▶ [VOTRE TÂCHE]: Poursuivez le texte sur l'énergie renouvelable en Espagne juste après sa dernière phrase.

Dans le mix énergétique espagnol, l’énergie renouvelable compte pour 47% sur l’année 2021. Jusque 2030, la place du renouvelable va considérablement augmenter. Mais même au pays « du vent et du soleil », il peut toujours y avoir quelques coups de mou.
Don Quichotte n’aura pas fini d’en voir, des moulins. Le paysage en effet ne trompe pas ; en suivant l’autoroute de Burgos, par Logroño, et Saragosse, pour arriver à Barcelone, les éoliennes défilent sur les côtés. Sur les longues plaines plates, sur les collines au loin, au nord, qui descendent des Pyrénées, et encore parsemées dans les vignes de la région de Rioja, à côté de ces immenses panneaux noirs sous forme de toreau. Le ballet interminable des éoliennes est impressionnant.

▶ [DONNÉES RECUEILLIES]:

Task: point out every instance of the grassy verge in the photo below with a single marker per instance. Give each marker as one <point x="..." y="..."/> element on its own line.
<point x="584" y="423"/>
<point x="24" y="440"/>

▶ [RÉSULTAT DE L'EXERCICE]:
En quelques chiffres, l’on peut voir que la place de l’éolien en Espagne est effectivement importante. Jusqu’en 2014, l’Espagne était le premier producteur d’électricité par le vent en Europe. L’Allemagne lui a alors ravi la première place, puis le Royaume-Uni la deuxième en 2018. Fin 2019, la puissance totale atteignait près de 26.000 mégawatts, équivalant à 13,4% du total européen.
Le renouvelable a le vent en poupe
L’année 2021 a été un record pour l’énergie renouvelable espagnole. Elle s’approche sensiblement du jalon des 50% du parc énergétique, étant en cette fin d’année responsable de 47% de la production d’électricité, rapporte El País. Pour les experts cités, il est difficile à dire quand le jalon sera dépassé, mais cela devrait être « dans les années à venir ». Il y a dix ans, le renouvelable n’était qu’à 30%.
Le cheval de trait est l’énergie éolienne, qui dépasse pour une première fois depuis 2013 le nucléaire. Mais la différence est aujourd’hui bien plus marquée : 23,1% pour l’éolien, contre 21% pour le nucléaire.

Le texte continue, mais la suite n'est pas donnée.